TASK PROMPT: Reproduce the stretch of the material from its beginning through the line containing "[[[330,90],[464,88],[464,20],[330,24]]]", both ends included and nothing beyond, keeping the request lines but omitting the pictures. Scale every polygon coordinate in the answers by 0.8 and round each to a whole number, with halves rounded up.
### RECORDS FOR PROCESSING
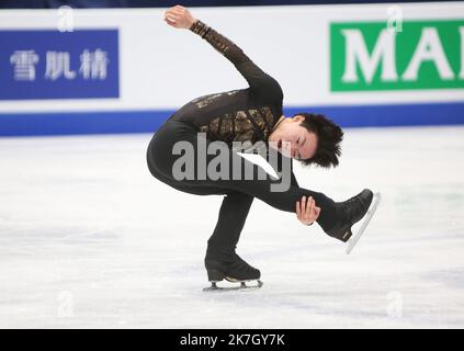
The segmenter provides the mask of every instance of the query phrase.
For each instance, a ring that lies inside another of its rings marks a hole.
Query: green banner
[[[330,90],[464,88],[464,20],[330,24]]]

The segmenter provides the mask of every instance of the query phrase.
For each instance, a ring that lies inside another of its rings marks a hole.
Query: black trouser
[[[236,165],[234,162],[248,163],[244,165],[242,169],[252,167],[252,180],[233,179],[233,167],[230,167],[230,177],[228,179],[213,180],[210,179],[207,172],[206,179],[196,177],[197,138],[197,129],[193,126],[183,122],[168,121],[161,125],[151,138],[147,149],[147,162],[155,178],[177,190],[196,195],[226,195],[219,210],[216,227],[208,240],[208,257],[220,259],[235,252],[254,197],[275,208],[296,213],[296,202],[301,201],[303,195],[306,197],[313,196],[316,205],[321,208],[317,223],[325,231],[335,225],[336,211],[335,202],[331,199],[322,193],[294,185],[283,192],[272,192],[270,185],[275,180],[272,180],[269,176],[265,179],[262,179],[262,177],[259,179],[257,176],[258,166],[230,149],[227,149],[229,165]],[[180,155],[172,154],[172,147],[177,141],[181,140],[189,141],[193,146],[195,152],[195,179],[179,181],[172,176],[172,166],[180,157]],[[206,140],[206,143],[208,145],[210,140]],[[216,155],[206,155],[206,165],[215,157]],[[238,159],[234,160],[234,158]]]

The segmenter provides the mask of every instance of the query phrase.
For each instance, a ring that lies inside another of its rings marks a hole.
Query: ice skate
[[[260,281],[261,272],[244,261],[238,254],[230,256],[227,260],[213,260],[205,258],[207,279],[212,283],[203,291],[230,291],[260,288],[263,283]],[[240,283],[239,286],[217,286],[218,282],[226,280],[231,283]],[[247,285],[246,282],[257,281],[257,284]]]
[[[373,197],[373,192],[369,189],[364,189],[358,195],[347,201],[336,203],[340,222],[326,233],[333,238],[347,242],[352,236],[351,227],[364,217],[372,204]]]

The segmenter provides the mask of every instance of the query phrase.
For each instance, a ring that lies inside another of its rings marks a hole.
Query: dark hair
[[[340,143],[343,139],[343,131],[331,120],[317,113],[296,113],[305,120],[299,123],[309,132],[317,135],[316,154],[312,158],[299,160],[303,166],[316,163],[324,168],[338,166],[338,157],[341,155]]]

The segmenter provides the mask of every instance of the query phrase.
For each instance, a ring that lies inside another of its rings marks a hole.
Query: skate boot
[[[337,202],[336,206],[340,220],[333,228],[326,233],[333,238],[347,242],[352,236],[352,225],[364,217],[371,206],[373,196],[374,194],[371,190],[364,189],[358,195],[347,201]]]
[[[227,259],[217,260],[205,258],[205,268],[207,272],[207,279],[212,283],[212,286],[204,288],[204,291],[211,290],[239,290],[249,287],[261,287],[262,282],[261,272],[244,261],[237,253],[230,254]],[[217,282],[223,280],[240,283],[237,287],[218,287]],[[258,281],[258,285],[246,285],[245,282]]]

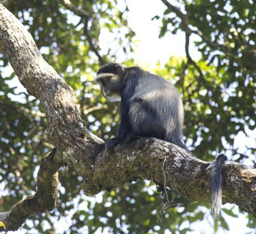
######
OUTPUT FOR THIS EXERCISE:
The segmenter provides the mask of every instance of the query phrase.
For each instance, a ring that lies inside another of its rings marks a hole.
Query: green banner
[[[264,72],[371,70],[371,16],[264,19]]]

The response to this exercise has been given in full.